▶ 抜粋文
しかしそれは、中国各地の影絵人形劇を比較検討した結果、冀東皮影戯の芸術性が高く評価されたため、というわけではない。もちろん、冀東皮影戯が様々な点で価値を有する芸能であることは言うまでもないが、それは中国の他地域のさまざまな影絵人形劇であっても同様である。にもかかわらず冀東皮影戯がこうした評価を得たのは、日中戦争期にいくつかの劇団が行った抗日活動が評価されたという、多分に政治的な側面も存在する。しかしそれ以上に大きく作用したのは、これが北京で行われた影絵人形劇だったという点である。
北京には旧時、二種類の影絵人形劇があった。一つは旗人相手の堂会を中心に活動した「北京西派皮影」で、もう一つは河北の冀東皮影戯芸人たちによる北京での出張公演が常態化することで形成された「北京東派皮影」である((北京の影絵人形劇については、千田大介「北京西派皮影戯をめぐって」(『近代中国都市芸能に関する基礎的研究』、平成9―11年度科学研究費基盤研究(C)研究成果報告書、2001年、pp66―95)を参照。))。前者はいわば北京の「土着」の影絵人形劇で、現在の北京皮影劇団もその流れを引いているのに対し、後者は外地の劇種という性質を基本的に保持していた上、現在では消滅している。それにもかかわらず後者の方が注目されたのは、1920年代における中国民俗学の有り様に関わっている。

▶ 出題
**A.** 抜粋文のうち、「しかしそれは、中国各地の影絵」を含む箇所から書き始め、「人形劇だったという点である。」まで書いたところで止めて、一字一句違えずに書き写せ。
**B.** 抜粋文によれば、「北京東派皮影」はどのようにして形成されたのか。

▶ 提供情報
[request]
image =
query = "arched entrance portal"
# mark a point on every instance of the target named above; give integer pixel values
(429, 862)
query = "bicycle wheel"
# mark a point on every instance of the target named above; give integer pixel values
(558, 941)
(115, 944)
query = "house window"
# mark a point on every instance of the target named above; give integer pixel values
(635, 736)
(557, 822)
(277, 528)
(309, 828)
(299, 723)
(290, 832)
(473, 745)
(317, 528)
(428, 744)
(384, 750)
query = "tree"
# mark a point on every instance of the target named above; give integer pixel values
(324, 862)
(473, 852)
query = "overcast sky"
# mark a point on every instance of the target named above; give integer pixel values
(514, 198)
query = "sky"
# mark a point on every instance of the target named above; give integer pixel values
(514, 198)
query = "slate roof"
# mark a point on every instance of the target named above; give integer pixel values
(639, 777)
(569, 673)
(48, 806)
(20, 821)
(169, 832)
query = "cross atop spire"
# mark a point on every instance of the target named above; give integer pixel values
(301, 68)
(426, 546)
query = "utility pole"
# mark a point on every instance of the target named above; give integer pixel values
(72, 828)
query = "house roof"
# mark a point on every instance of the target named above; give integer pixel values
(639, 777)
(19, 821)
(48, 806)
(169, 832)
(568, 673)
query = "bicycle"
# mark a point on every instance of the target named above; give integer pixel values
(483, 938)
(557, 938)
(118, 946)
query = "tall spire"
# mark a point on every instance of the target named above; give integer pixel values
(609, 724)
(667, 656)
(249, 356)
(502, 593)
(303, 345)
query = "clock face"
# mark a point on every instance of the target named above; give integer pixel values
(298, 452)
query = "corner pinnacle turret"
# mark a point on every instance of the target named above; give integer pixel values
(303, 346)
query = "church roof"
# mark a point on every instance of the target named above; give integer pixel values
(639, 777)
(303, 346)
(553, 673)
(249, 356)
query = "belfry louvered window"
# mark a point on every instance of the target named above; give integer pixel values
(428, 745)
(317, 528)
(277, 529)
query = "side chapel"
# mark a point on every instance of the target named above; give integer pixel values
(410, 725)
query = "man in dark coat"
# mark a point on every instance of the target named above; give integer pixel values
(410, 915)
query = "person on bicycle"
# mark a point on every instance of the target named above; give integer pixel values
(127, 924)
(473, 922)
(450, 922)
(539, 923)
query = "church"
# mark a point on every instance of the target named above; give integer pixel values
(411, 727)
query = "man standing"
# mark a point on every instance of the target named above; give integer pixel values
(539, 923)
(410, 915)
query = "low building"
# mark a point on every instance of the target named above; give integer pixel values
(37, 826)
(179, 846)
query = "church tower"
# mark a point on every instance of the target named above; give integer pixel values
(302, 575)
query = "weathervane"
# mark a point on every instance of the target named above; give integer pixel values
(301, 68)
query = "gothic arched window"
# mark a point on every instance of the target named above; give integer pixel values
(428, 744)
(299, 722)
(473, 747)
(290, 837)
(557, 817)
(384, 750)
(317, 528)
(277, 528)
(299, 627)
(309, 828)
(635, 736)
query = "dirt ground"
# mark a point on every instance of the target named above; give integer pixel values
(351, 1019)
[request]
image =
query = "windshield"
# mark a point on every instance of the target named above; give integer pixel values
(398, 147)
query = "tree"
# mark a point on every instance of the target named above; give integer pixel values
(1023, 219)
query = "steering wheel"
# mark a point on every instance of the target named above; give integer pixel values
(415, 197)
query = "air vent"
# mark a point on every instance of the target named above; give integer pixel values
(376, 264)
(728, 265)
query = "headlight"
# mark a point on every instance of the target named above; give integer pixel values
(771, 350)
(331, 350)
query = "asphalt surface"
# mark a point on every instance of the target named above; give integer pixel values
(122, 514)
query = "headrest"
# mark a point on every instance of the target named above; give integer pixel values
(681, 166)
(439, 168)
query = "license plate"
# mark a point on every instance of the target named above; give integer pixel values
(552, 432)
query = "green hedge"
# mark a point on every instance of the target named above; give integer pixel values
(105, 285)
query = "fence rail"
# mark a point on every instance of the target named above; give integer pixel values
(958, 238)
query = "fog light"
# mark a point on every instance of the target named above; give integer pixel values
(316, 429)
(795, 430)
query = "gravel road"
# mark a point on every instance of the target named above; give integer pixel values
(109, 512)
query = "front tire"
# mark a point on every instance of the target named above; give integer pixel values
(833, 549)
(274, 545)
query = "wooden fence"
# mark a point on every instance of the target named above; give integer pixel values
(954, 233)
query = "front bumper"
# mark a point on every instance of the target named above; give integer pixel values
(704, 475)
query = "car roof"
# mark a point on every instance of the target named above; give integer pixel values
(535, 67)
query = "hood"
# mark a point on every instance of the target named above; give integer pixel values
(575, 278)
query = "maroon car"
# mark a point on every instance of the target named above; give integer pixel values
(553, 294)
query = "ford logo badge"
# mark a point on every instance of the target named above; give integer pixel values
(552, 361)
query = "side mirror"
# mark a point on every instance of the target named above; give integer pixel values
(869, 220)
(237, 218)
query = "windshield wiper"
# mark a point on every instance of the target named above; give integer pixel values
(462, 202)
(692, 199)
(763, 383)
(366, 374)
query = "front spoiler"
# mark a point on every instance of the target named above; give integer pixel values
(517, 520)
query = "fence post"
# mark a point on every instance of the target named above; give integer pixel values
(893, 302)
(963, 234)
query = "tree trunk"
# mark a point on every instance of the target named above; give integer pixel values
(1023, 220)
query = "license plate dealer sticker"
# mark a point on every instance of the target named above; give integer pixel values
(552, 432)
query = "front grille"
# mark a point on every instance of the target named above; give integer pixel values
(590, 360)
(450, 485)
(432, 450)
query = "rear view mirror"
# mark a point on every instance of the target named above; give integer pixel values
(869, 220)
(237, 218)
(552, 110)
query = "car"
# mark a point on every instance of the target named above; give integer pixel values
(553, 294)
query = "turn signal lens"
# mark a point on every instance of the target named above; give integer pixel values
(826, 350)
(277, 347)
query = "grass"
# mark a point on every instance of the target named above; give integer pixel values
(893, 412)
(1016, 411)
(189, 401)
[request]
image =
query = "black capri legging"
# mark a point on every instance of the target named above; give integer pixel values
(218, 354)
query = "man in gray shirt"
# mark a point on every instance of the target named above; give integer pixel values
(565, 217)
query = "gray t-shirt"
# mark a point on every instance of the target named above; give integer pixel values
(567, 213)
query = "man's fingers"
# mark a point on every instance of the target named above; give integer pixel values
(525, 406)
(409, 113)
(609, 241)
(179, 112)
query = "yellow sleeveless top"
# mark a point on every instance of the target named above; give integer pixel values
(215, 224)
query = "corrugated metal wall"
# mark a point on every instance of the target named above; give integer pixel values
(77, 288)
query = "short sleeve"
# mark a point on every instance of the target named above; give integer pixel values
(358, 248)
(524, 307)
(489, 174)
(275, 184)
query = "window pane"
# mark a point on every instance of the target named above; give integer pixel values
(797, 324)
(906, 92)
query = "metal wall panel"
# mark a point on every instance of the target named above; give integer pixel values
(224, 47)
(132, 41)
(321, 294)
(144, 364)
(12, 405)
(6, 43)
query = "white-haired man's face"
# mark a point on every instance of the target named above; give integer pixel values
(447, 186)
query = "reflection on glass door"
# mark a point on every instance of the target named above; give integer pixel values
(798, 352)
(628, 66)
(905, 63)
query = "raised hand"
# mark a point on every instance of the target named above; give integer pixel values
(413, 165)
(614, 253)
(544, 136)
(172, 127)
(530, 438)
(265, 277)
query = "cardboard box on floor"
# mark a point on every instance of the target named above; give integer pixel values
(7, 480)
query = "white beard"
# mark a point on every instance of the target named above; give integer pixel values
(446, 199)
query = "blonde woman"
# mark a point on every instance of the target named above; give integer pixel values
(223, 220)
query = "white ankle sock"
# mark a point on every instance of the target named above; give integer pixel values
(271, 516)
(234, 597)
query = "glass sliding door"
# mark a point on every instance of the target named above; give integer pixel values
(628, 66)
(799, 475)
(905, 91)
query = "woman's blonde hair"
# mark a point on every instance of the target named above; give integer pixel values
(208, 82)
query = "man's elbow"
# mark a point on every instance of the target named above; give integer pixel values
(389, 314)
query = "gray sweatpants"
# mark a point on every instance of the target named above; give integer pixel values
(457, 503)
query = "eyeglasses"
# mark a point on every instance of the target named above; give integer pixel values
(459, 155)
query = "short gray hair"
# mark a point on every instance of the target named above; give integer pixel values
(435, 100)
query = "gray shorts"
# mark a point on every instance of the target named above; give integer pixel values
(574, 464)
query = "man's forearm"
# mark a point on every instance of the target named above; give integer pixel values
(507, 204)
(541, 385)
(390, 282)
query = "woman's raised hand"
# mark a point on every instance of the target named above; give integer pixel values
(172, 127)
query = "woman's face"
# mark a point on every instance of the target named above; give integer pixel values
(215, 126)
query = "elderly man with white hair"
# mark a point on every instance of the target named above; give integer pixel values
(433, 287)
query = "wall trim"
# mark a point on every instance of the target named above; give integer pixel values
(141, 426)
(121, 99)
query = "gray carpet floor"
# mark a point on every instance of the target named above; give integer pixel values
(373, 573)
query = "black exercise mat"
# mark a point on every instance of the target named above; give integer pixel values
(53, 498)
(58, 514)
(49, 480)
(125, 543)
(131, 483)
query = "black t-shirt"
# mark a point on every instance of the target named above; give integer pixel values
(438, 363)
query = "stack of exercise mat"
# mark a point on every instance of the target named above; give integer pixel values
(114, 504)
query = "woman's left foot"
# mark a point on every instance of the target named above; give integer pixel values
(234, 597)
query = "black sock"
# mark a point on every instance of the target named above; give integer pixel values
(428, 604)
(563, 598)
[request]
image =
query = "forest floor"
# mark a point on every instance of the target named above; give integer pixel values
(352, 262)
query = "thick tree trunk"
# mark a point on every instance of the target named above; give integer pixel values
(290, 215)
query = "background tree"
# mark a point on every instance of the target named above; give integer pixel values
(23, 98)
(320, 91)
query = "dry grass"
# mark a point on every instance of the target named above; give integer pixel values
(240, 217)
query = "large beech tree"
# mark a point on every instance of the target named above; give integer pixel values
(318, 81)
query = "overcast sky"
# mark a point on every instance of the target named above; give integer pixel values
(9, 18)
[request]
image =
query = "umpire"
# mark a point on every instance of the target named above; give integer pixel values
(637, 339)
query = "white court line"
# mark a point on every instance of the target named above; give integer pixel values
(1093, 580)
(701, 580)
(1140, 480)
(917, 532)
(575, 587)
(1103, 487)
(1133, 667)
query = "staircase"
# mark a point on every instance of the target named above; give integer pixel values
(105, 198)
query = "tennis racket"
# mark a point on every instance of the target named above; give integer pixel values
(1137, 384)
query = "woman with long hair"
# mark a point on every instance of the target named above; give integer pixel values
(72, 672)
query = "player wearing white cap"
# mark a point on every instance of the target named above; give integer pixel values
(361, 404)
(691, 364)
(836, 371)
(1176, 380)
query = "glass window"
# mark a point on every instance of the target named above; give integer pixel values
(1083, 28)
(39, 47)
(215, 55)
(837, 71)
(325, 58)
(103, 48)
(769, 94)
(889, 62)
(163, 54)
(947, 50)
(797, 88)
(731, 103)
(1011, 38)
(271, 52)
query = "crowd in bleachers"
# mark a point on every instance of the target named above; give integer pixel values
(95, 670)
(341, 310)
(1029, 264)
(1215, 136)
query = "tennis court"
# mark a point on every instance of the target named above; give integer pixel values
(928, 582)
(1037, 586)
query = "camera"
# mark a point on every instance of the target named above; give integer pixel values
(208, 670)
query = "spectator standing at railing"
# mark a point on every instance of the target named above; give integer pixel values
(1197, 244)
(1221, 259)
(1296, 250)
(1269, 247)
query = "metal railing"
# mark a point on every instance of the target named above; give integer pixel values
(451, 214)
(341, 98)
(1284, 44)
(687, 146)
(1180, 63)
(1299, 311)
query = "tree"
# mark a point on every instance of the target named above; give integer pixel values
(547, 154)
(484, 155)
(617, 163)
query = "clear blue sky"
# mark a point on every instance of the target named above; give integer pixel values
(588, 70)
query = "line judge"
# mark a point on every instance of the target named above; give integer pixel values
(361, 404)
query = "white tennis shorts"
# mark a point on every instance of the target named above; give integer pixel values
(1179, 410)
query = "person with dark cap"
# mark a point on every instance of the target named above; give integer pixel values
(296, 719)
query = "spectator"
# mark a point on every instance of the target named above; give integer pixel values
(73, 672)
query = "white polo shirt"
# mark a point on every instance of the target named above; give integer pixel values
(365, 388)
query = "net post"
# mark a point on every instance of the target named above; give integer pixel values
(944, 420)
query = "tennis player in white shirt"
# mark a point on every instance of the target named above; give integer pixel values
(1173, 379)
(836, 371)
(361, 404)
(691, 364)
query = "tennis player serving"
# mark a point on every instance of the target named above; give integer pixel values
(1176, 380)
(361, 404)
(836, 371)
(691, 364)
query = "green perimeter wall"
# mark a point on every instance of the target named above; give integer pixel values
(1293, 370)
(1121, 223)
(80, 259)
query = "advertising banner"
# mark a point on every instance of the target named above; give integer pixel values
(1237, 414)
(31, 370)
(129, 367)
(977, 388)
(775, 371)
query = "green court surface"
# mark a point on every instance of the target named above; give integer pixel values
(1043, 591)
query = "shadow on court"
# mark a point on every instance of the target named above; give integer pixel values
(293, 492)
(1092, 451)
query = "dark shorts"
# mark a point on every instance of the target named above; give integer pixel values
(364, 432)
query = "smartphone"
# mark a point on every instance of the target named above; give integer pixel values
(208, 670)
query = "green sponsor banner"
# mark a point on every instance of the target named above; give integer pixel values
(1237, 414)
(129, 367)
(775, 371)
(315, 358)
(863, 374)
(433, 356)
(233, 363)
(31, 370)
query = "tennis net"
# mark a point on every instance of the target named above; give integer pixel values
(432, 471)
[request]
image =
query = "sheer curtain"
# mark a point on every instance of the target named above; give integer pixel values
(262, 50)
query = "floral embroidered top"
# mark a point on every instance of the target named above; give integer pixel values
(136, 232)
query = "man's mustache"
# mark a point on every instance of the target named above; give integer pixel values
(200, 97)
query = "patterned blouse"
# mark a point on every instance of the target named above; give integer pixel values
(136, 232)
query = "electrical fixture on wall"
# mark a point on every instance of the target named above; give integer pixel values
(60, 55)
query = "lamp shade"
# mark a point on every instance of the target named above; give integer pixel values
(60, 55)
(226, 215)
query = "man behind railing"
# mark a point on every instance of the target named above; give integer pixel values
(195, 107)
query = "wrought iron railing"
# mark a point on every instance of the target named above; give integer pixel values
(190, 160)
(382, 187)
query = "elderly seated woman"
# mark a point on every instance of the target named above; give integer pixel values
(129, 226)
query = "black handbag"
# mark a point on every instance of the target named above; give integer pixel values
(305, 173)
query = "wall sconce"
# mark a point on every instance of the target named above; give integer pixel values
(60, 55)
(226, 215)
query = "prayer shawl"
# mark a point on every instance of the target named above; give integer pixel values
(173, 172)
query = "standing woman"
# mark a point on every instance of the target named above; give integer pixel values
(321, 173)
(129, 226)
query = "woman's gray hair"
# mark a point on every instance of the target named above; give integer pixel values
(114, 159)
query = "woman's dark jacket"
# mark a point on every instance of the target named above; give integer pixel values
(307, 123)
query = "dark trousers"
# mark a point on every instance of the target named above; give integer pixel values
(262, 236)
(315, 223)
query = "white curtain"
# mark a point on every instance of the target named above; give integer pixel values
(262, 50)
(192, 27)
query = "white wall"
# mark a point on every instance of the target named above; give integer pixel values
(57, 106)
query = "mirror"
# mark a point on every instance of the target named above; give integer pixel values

▶ 解答
**A.**
しかしそれは、中国各地の影絵人形劇を比較検討した結果、冀東皮影戯の芸術性が高く評価されたため、というわけではない。もちろん、冀東皮影戯が様々な点で価値を有する芸能であることは言うまでもないが、それは中国の他地域のさまざまな影絵人形劇であっても同様である。にもかかわらず冀東皮影戯がこうした評価を得たのは、日中戦争期にいくつかの劇団が行った抗日活動が評価されたという、多分に政治的な側面も存在する。しかしそれ以上に大きく作用したのは、これが北京で行われた影絵人形劇だったという点である。

**B.** 河北の冀東皮影戯芸人たちによる北京での出張公演が常態化することで形成された。